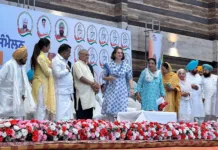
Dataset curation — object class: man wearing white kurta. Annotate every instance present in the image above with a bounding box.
[39,19,48,35]
[202,64,218,121]
[94,84,104,117]
[52,44,74,121]
[73,49,100,119]
[186,60,205,121]
[128,81,141,111]
[0,47,35,119]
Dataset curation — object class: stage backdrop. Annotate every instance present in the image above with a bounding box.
[0,4,132,85]
[148,32,164,69]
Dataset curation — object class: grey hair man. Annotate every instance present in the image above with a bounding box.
[73,49,100,119]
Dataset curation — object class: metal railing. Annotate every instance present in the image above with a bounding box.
[16,0,35,10]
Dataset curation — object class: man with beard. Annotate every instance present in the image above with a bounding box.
[0,47,36,119]
[186,60,205,122]
[197,66,203,76]
[202,64,218,121]
[57,22,66,38]
[20,19,30,33]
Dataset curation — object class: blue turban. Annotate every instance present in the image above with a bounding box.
[186,60,199,71]
[27,69,34,81]
[202,64,213,72]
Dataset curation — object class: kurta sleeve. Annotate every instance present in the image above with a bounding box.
[187,84,193,101]
[171,74,181,92]
[103,64,109,78]
[95,93,103,107]
[201,87,205,99]
[171,74,181,113]
[126,64,132,81]
[137,70,145,93]
[37,56,51,77]
[73,63,84,80]
[159,73,166,97]
[52,61,69,78]
[200,77,205,99]
[0,63,9,85]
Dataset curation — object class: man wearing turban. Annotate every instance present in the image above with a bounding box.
[197,66,203,76]
[0,46,36,119]
[186,60,205,122]
[19,18,30,33]
[57,22,66,38]
[202,64,218,121]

● ● ● ● ●

Copy everything in the listing above exactly except the pictures.

Dataset curation — object class: man wearing white kurta. Annotate every instance present in the image above with a bounding box.
[39,19,48,35]
[202,64,218,121]
[94,84,104,117]
[52,44,74,121]
[73,49,100,119]
[186,60,205,121]
[128,81,141,111]
[0,47,35,119]
Dataset curation — object class: stage backdrop. Annotate every instance present in the image above with a bounding box.
[0,4,132,85]
[148,32,164,69]
Dataset curation — object class: grey hair man. Annotate every instance present in the image above with a bounding box.
[73,49,100,119]
Dataset curation — object class: metal railing. Annotate every instance present in the image above with a bounding box.
[16,0,35,10]
Dataset curation — object class: man with beard. Annotate every instance present in the image above with a bounding box.
[0,47,36,119]
[186,60,205,122]
[197,66,203,76]
[202,64,218,121]
[57,22,66,38]
[20,19,30,33]
Dataset curation — object class: blue turban. Annotate every instance present in the image above with a bounding box.
[186,60,199,71]
[27,69,34,81]
[202,64,213,72]
Dataset curation — object class: kurta sleeve. Annotate every instance present in the image above with a bounding box.
[187,84,193,101]
[171,74,181,92]
[103,64,109,78]
[95,93,103,107]
[201,87,205,99]
[171,74,181,113]
[126,64,132,81]
[137,70,145,93]
[37,56,51,77]
[73,63,84,80]
[159,73,166,97]
[52,61,69,78]
[200,77,205,99]
[0,63,9,85]
Dataset curation — object class: man wearing turban. Annotate every instance present in the image above with a bounding box.
[197,66,203,76]
[0,46,36,119]
[186,60,205,122]
[19,18,30,33]
[57,22,66,38]
[202,64,218,121]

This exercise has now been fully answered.